=== AIM OF THE TASK ===
Each line from the one containing "Target: round glass table top" to the end of the listing below must be retyped exactly, with no line left out and none added.

RECORD EXTRACTS below:

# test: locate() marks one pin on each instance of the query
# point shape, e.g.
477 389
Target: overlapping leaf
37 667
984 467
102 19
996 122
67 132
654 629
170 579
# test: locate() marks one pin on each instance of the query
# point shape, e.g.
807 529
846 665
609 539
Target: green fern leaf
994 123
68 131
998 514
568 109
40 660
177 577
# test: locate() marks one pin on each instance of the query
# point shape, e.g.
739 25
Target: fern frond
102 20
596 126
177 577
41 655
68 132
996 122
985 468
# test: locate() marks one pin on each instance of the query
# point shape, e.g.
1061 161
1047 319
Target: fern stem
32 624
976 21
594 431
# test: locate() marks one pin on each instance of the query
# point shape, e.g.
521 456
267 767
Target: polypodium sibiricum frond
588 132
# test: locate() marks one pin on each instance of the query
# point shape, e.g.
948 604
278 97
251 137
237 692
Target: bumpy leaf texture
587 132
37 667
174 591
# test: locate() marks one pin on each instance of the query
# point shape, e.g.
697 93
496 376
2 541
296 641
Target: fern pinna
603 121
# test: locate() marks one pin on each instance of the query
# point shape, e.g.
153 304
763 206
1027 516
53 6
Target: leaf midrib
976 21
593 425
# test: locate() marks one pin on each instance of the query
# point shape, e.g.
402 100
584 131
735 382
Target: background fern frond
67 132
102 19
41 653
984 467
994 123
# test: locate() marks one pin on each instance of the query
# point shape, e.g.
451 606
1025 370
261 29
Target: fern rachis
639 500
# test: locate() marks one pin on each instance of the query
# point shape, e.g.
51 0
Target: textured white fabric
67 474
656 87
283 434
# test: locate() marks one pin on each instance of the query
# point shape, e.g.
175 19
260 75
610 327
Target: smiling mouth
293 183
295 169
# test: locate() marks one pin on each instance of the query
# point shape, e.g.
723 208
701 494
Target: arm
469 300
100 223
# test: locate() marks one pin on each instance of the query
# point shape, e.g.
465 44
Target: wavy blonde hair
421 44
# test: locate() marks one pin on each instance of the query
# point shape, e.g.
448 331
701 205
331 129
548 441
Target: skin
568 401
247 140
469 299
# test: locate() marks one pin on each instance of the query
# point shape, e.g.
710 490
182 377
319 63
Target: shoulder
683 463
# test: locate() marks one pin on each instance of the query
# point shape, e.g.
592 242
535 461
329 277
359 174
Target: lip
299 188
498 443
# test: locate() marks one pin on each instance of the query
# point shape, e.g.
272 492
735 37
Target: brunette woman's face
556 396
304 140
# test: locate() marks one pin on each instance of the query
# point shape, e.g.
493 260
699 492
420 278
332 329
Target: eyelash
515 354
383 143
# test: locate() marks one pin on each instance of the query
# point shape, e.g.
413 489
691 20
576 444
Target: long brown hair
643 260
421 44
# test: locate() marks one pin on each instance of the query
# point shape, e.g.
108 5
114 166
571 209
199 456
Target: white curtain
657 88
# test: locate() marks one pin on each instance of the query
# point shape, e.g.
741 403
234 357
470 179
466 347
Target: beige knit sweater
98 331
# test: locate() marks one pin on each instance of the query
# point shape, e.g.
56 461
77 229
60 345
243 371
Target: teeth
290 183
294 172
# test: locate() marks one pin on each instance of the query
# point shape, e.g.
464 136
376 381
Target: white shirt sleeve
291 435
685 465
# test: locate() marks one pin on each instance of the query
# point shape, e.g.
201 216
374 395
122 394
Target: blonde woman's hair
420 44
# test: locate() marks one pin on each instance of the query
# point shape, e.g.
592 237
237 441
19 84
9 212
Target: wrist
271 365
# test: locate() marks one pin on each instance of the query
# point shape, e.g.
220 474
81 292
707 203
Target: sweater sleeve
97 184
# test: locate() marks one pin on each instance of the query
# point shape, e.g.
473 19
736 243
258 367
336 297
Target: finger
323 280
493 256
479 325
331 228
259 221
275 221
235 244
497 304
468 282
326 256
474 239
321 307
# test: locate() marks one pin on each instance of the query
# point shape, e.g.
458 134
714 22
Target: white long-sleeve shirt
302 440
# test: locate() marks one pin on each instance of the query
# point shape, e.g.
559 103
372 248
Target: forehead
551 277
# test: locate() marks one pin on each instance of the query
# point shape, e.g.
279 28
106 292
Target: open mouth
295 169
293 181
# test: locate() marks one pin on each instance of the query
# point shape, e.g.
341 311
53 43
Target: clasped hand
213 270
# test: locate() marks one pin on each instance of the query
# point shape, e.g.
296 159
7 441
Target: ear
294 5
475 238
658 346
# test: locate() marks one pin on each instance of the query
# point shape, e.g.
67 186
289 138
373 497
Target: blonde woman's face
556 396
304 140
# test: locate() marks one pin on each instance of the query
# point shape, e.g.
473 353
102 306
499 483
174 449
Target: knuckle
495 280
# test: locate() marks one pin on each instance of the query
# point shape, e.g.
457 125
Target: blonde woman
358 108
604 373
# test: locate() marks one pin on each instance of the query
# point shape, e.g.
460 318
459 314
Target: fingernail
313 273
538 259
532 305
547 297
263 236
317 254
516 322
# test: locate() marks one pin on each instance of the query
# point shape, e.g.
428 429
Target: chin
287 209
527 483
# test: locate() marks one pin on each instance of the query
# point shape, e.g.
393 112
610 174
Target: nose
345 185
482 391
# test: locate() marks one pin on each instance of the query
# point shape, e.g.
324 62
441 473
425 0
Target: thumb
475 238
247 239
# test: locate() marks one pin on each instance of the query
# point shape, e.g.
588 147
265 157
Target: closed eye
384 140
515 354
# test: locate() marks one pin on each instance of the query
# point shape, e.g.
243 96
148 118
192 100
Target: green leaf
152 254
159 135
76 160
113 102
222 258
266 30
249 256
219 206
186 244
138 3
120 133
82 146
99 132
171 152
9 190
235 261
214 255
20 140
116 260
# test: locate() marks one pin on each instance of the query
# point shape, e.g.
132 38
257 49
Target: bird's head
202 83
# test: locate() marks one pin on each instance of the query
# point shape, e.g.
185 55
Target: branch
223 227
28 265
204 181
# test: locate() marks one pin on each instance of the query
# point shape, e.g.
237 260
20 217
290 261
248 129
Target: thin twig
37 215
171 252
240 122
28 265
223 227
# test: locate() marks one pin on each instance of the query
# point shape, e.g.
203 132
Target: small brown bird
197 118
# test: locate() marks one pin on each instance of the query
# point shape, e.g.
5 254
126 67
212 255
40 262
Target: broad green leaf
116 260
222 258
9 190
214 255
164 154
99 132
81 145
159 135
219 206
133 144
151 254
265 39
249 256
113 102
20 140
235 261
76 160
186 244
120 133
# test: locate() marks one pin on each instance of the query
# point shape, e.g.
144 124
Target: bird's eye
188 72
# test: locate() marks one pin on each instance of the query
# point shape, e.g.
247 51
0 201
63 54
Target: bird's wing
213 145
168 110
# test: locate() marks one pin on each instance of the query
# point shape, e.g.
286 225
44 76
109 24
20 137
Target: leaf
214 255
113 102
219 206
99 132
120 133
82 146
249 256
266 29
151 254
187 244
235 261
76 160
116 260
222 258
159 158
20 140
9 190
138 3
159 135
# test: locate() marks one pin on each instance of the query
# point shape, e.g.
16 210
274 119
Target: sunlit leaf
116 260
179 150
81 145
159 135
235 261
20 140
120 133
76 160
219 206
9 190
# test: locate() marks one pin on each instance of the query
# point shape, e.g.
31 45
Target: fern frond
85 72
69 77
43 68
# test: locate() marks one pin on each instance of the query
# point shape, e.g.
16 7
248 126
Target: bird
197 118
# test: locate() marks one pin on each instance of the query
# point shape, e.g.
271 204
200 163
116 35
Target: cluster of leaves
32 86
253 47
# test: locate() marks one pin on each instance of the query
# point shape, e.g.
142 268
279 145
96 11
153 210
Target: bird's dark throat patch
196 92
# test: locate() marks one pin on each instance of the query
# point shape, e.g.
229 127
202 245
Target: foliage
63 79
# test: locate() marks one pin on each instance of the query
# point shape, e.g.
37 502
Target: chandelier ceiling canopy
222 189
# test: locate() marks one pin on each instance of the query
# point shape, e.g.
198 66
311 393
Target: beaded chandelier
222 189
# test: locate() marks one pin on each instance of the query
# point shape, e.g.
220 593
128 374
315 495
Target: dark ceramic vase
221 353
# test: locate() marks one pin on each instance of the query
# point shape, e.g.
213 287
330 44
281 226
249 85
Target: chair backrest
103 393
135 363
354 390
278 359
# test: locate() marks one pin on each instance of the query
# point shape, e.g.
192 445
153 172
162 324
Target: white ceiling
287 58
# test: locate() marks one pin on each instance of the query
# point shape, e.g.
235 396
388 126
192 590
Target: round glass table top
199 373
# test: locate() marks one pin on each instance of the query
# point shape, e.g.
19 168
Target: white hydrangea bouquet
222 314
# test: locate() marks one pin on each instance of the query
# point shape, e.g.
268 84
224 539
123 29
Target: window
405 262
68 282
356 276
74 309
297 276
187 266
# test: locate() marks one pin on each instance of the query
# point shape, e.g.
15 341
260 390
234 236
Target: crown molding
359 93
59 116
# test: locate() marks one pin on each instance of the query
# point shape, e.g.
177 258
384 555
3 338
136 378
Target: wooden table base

End of RECORD EXTRACTS.

=== RESPONSE TO THIS TASK ===
Target: round glass table top
199 373
# test: locate() marks one pin on each instance of the query
# point shape, e.g.
19 168
Target: white hydrangea bouquet
222 314
# test: locate() marks one pin on each instance of the query
# point shape, e.g.
268 84
224 539
123 29
Target: window
405 262
68 282
356 276
74 309
297 276
187 266
# test: locate() marks one pin on each instance of the query
# point shape, e.g.
15 341
260 390
234 236
Target: crown molding
359 93
59 116
# test: locate() marks one pin on each instance of the query
# point shape, e.g.
177 258
384 555
3 338
136 378
Target: wooden table base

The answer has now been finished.